| Text section |

# Sentineld Field Services Wins HUD Contract



## SFS (Oct 19, 2012)

Now Hiring! Due to large HUD contract wins, SFS is hiring employees and vendors. Preference to candidates experienced in FSM HUD field services. Visit: http://www.sfsco.net/careers.html


----------



## PropPresPro (Apr 12, 2012)

SFS said:


> Now Hiring! Due to large HUD contract wins, SFS is hiring employees and vendors. Preference to candidates experienced in FSM HUD field services. Visit: http://www.sfsco.net/careers.html


Welcome to PT. Feel free to post an introduction so we all know who you are.

Do you have any HUD price list to share?


----------



## JFMURFY (Sep 16, 2012)

This sounds SCARY... Hiring Employee's... ya'll KNOW what that means...


----------



## Craigslist Hack (Jun 14, 2012)

I can post the one they sent me but I am betting they don't want the public to see that.

Hopefully they have adjusted their pricing since they were awarded a big contract.


----------



## JFMURFY (Sep 16, 2012)

Doberman Properties said:


> I can post the one they sent me but I am betting they don't want the public to see that.
> 
> Hopefully they have adjusted their pricing since they were awarded a big contract.


It's not only a pricing thing... but "hiring" employee's... That tells me that a few indviduals saw a Solicitation on FedBiz Ops, but an offer together, were awarded a contract... NOW they have to perform the Contract, and are saying "What the f**, we better get some people...lol


----------



## JDRM (Apr 16, 2012)

There is a company running around town trying to sub out Sentinel work, I have told them over and over there is not enough money to go around! If you want to work for those prices you will have to do it in house, and be sure to say a prayer at night that you will not be going out of business tommorow.:whistling2:


----------



## GTX63 (Apr 12, 2012)

| Tasks for this exercise |
**A)** Copy the forum thread about the HUD contract word for word, between "# Sentineld Field" and "PropPresPro (Apr 12, 2012)", inclusive.
**B)** Extend the forum thread about Sentineld Field Services and its HUD contract, picking up after its last line.

| Given information |

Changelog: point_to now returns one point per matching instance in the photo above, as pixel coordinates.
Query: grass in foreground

| Solved problems |
**A)**
# Sentineld Field Services Wins HUD Contract



## SFS (Oct 19, 2012)

Now Hiring! Due to large HUD contract wins, SFS is hiring employees and vendors. Preference to candidates experienced in FSM HUD field services. Visit: http://www.sfsco.net/careers.html


----------



## PropPresPro (Apr 12, 2012)

**B)**
Doberman Properties said:


> I can post the one they sent me but I am betting they don't want the public to see that.
> 
> Hopefully they have adjusted their pricing since they were awarded a big contract.


Post the sheet for everyone's benefit. I doubt you solicted them.


----------



## PropPresPro (Apr 12, 2012)

Doberman Properties said:


> I can post the one they sent me but I am betting they don't want the public to see that.
> 
> Hopefully they have adjusted their pricing since they were awarded a big contract.


I think I've seen that one as well. 

For their HUD contracts SFS will have bring their prices way up to at least 'close to' the level of the current HUD service providers, which would still be on the low side.

So what do you think SFS? Are you looking to hire quality vendors to help care for your shiny new contracts, or are you going to hang a left on Craigslist Ave (I hear that is a dead end)? 
Let us know by your pricing.


----------



## P3+ (Aug 16, 2012)

I can't find it, what areas/states were they awarded?


----------



## BRADSConst (Oct 2, 2012)

P3+ said:


> I can't find it, what areas/states were they awarded?


 
• Territory 6S (WA, OR & AK); and 
• Territory 5D (MN, MT, ND, WY)


----------



## mtmtnman (May 1, 2012)

BRADSConst said:


> • Territory 6S (WA, OR & AK); and
> • Territory 5D (MN, MT, ND, WY)



LOL!!! AK, MT, WY!!! Have fun boys!!!!!!! (bet the underbid it to get it and boy that will bite them in the azz on the 3 states i mentioned....)


----------



## thanohano44 (Aug 5, 2012)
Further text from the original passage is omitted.